INPUT FOR THIS TASK:

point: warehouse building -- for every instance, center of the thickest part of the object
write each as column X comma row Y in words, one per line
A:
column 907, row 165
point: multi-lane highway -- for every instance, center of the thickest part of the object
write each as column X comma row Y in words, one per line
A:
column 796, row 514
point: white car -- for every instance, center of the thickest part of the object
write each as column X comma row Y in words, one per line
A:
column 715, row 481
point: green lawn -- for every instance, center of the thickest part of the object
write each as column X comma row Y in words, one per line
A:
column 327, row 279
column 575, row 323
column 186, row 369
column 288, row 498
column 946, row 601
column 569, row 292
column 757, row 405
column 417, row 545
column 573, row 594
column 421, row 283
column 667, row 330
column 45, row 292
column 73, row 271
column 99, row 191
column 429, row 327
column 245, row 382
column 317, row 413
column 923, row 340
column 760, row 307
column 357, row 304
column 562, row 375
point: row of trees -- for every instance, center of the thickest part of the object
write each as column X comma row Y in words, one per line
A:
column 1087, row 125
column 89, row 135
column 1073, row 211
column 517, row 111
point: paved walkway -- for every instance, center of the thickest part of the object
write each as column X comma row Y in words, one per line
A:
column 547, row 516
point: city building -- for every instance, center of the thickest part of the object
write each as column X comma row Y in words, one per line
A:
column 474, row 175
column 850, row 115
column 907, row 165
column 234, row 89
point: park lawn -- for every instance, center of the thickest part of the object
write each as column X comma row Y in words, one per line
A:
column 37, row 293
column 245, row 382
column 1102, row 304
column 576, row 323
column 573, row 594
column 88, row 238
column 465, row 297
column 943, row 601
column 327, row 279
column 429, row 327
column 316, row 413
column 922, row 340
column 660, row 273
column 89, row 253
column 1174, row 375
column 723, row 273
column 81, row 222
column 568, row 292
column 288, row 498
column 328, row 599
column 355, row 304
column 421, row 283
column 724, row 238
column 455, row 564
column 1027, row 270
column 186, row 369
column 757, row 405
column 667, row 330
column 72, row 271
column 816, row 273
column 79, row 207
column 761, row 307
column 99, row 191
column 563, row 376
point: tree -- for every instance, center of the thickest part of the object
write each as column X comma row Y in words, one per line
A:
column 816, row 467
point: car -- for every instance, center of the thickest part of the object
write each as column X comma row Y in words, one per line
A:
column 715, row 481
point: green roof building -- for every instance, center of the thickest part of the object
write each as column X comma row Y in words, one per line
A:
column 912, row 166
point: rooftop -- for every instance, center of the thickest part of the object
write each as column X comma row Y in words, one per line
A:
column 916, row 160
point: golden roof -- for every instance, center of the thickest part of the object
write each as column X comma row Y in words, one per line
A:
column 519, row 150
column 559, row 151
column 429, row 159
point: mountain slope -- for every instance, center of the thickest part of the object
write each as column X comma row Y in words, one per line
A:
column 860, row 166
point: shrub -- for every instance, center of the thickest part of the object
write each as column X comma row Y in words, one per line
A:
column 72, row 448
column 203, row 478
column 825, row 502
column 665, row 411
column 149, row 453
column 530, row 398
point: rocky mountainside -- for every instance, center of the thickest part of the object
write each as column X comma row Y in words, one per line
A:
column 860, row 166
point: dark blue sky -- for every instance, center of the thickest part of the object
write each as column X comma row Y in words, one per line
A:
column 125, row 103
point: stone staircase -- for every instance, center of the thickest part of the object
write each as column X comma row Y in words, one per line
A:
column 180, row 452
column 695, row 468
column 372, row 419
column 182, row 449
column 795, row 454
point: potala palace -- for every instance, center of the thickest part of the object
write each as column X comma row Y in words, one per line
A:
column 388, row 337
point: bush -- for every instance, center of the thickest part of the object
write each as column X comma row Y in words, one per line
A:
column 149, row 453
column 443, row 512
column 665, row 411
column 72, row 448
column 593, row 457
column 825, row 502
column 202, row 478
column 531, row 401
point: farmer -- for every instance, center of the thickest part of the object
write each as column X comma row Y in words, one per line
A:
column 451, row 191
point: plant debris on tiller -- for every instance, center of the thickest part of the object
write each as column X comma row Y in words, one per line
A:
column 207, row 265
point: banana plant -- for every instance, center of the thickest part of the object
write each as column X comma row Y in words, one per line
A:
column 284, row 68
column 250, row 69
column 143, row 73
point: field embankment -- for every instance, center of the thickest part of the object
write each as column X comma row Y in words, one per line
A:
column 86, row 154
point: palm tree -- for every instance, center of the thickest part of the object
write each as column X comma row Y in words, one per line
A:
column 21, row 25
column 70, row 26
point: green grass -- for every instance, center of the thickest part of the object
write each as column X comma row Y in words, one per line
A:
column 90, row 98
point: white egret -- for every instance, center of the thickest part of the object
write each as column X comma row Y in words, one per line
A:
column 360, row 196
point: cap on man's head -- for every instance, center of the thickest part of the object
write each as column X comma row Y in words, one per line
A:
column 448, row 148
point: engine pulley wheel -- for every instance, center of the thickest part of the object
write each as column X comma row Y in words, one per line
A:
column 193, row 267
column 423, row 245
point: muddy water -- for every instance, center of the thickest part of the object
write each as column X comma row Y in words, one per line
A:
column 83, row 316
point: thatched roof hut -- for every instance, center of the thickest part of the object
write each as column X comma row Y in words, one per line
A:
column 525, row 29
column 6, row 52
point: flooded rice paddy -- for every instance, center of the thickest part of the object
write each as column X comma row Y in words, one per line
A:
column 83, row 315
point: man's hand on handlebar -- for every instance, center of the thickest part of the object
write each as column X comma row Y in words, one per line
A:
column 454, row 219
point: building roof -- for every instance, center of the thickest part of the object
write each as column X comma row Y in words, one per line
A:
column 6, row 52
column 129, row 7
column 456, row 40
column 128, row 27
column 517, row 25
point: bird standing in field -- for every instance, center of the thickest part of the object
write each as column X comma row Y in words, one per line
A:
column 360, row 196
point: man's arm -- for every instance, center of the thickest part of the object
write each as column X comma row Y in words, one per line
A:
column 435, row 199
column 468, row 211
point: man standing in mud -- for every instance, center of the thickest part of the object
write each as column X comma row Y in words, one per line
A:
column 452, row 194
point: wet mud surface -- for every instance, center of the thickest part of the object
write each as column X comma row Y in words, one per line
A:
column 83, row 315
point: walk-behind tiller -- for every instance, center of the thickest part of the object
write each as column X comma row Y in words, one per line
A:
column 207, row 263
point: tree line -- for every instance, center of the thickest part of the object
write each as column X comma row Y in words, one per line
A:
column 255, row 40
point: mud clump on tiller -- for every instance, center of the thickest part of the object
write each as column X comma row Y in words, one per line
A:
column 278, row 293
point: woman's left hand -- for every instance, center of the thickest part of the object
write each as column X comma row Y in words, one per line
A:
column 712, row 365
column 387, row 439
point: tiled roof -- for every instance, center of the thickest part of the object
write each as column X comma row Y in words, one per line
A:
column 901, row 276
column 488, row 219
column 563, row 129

OBJECTIVE:
Rewrite all of the lines above as a two-column CSV whose header is instruction,response, with one row per line: put its text under instruction and its answer under response. Enclose each field in double quotes and replace any line breaks within a field with spaces.

OUTPUT FOR THIS EXERCISE:
instruction,response
"point: warehouse building -- for every instance, center of the thickest part of the object write each as column X comma row Y in words, one per line A:","column 907, row 165"
"point: multi-lane highway -- for every instance, center of the thickest part of the object write each as column X comma row Y in words, one per line A:","column 796, row 514"
"point: white car -- for every instance, center of the thickest part of the object write each as column X comma row Y in words, one per line A:","column 715, row 481"
"point: green lawn -- for every instance, center of the thickest part of the object write each as column X comma row Y in words, one per line A:","column 327, row 279 column 575, row 323 column 186, row 369 column 288, row 498 column 946, row 601 column 569, row 292 column 757, row 405 column 417, row 545 column 573, row 594 column 421, row 283 column 667, row 330 column 45, row 292 column 73, row 271 column 99, row 191 column 429, row 327 column 245, row 382 column 317, row 413 column 923, row 340 column 760, row 307 column 357, row 304 column 562, row 375"
"point: row of trees -- for every instance, center of the thickest part of the object write each as column X comma row Y in words, one per line A:","column 1087, row 125 column 89, row 135 column 1073, row 211 column 517, row 111"
"point: paved walkway -- for every instance, center of the thickest part of the object write each as column X comma row Y in words, one per line A:","column 547, row 516"
"point: city building -- for every instance, center of the thickest part of the object write each as column X comma row Y in words, one per line A:","column 474, row 175 column 850, row 115 column 907, row 165 column 234, row 89"
"point: park lawn -- for every instance, center of the thickest part of the object write each as column X comma row Y in words, one per line A:","column 37, row 293 column 245, row 382 column 1102, row 304 column 576, row 323 column 573, row 594 column 88, row 238 column 465, row 297 column 943, row 601 column 327, row 279 column 429, row 327 column 316, row 413 column 922, row 340 column 660, row 273 column 89, row 253 column 1174, row 375 column 723, row 273 column 81, row 222 column 568, row 292 column 288, row 498 column 328, row 599 column 355, row 304 column 421, row 283 column 724, row 238 column 455, row 564 column 1027, row 270 column 186, row 369 column 757, row 405 column 667, row 330 column 72, row 271 column 816, row 273 column 79, row 207 column 761, row 307 column 99, row 191 column 563, row 376"
"point: tree -- for every instance, center of the thickest part of the object write each as column X comma row Y in words, one per line A:","column 816, row 467"
"point: car -- for every instance, center of the thickest part of the object write each as column X comma row Y in words, one per line A:","column 715, row 481"
"point: green roof building -- for every instance, center of the thickest part of the object write each as column X comma row Y in words, one per line A:","column 912, row 166"
"point: rooftop -- for every instance, center of the thickest part of the object write each as column X comma row Y in words, one per line A:","column 916, row 160"
"point: golden roof -- for every instance, center of the thickest part of the object write each as column X comma row Y in words, one per line A:","column 519, row 150 column 559, row 151 column 429, row 159"
"point: mountain slope -- for every instance, center of the thickest part of the object write each as column X comma row Y in words, one per line A:","column 860, row 166"
"point: shrub -- for every instance, center of the thickest part of the object write each as column X comma row Y in words, one per line A:","column 72, row 448 column 203, row 478 column 825, row 502 column 665, row 411 column 149, row 453 column 530, row 398"
"point: rocky mountainside -- for every instance, center of the thickest part of the object write each as column X comma row Y in words, one per line A:","column 860, row 166"
"point: dark blue sky -- for every instance, center of the thickest part of the object write each as column X comma row Y in words, one per line A:","column 125, row 103"
"point: stone staircase -- for every instance, center of the thickest part of the object write each as column X comma row Y in words, one per line A:","column 180, row 452 column 695, row 468 column 372, row 419 column 182, row 449 column 795, row 454"
"point: potala palace -- for every instance, center of the thickest part of the object write each as column X comma row Y in words, one per line A:","column 388, row 337"
"point: bush -- for every instance, center of the thickest part of the object write each as column X comma row Y in words, one per line A:","column 149, row 453 column 443, row 512 column 665, row 411 column 72, row 448 column 593, row 457 column 825, row 502 column 202, row 478 column 531, row 401"
"point: farmer -- for every instance, center of the thickest part of the object write each as column X comma row Y in words, one per line A:","column 451, row 191"
"point: plant debris on tiller -- for every instance, center of the thickest part of the object write each as column X comma row Y in words, one per line A:","column 207, row 265"
"point: banana plant -- for every instance, center of the thickest part of the object write each as column X comma row Y in words, one per line A:","column 284, row 68 column 250, row 69 column 143, row 73"
"point: field embankment -- for every instance, center of the thickest part of the object write each as column X comma row Y in words, one per line A:","column 86, row 154"
"point: palm tree -- for every instance, center of the thickest part of the object write each as column X comma row Y in words, one per line A:","column 21, row 25 column 70, row 26"
"point: green grass -- for every instance, center of the thickest part of the object write each as column X comma row Y in words, one per line A:","column 90, row 98"
"point: white egret -- for every instance, center of the thickest part of the object write each as column X comma row Y in words, one per line A:","column 360, row 196"
"point: cap on man's head -- for every instance, center of the thickest part of the object write each as column X comma row Y in words, one per line A:","column 448, row 148"
"point: engine pulley wheel -- for every instance, center of the thickest part of the object write each as column X comma row Y in words, one per line A:","column 193, row 267 column 423, row 245"
"point: muddy water -- for every instance, center of the thickest part of the object write each as column X comma row Y in words, one per line A:","column 83, row 316"
"point: thatched roof hut -- for every instance, center of the thickest part of the object write each as column X comma row Y in words, one per line A:","column 525, row 29 column 6, row 52"
"point: flooded rice paddy -- for every instance, center of the thickest part of the object write each as column X comma row Y in words, one per line A:","column 83, row 315"
"point: man's hand on handlebar -- for every instance, center of the thickest part of the object write each as column X comma row Y in words, one per line A:","column 454, row 219"
"point: building roof -- for every instance, center of the thickest part of the object write each as column X comma row Y in words, one per line A:","column 6, row 52 column 129, row 7 column 456, row 40 column 128, row 27 column 517, row 25"
"point: bird standing in field -- for every instance, center of the thickest part of the object write each as column X comma row Y in words, one per line A:","column 360, row 196"
"point: man's arm -- for every instance, center of the thickest part of the object write each as column X comma row Y in words, one per line A:","column 435, row 199 column 468, row 211"
"point: man standing in mud -- for every instance, center of the thickest part of the object write each as column X comma row Y in words, one per line A:","column 452, row 194"
"point: wet mud surface -- for every instance, center of the thickest part of the object write each as column X comma row Y in words, one per line A:","column 83, row 315"
"point: walk-behind tiller -- for every instance, center of the thickest part of the object write each as column X comma row Y in words, one per line A:","column 207, row 263"
"point: tree line -- for every instance, center of the thickest part of the object write each as column X comma row Y in words, one per line A:","column 255, row 40"
"point: mud clump on tiller -- for every instance, center of the thickest part of the object write each as column X comma row Y in words, one per line A:","column 278, row 293"
"point: woman's left hand -- for every instance, center of the thickest part of the object write each as column X comma row Y in words, one per line A:","column 712, row 365 column 387, row 439"
"point: tiled roof -- for every instance, center of the thickest part of the object write each as column X comma row Y in words, one per line A:","column 901, row 276 column 488, row 219 column 563, row 129"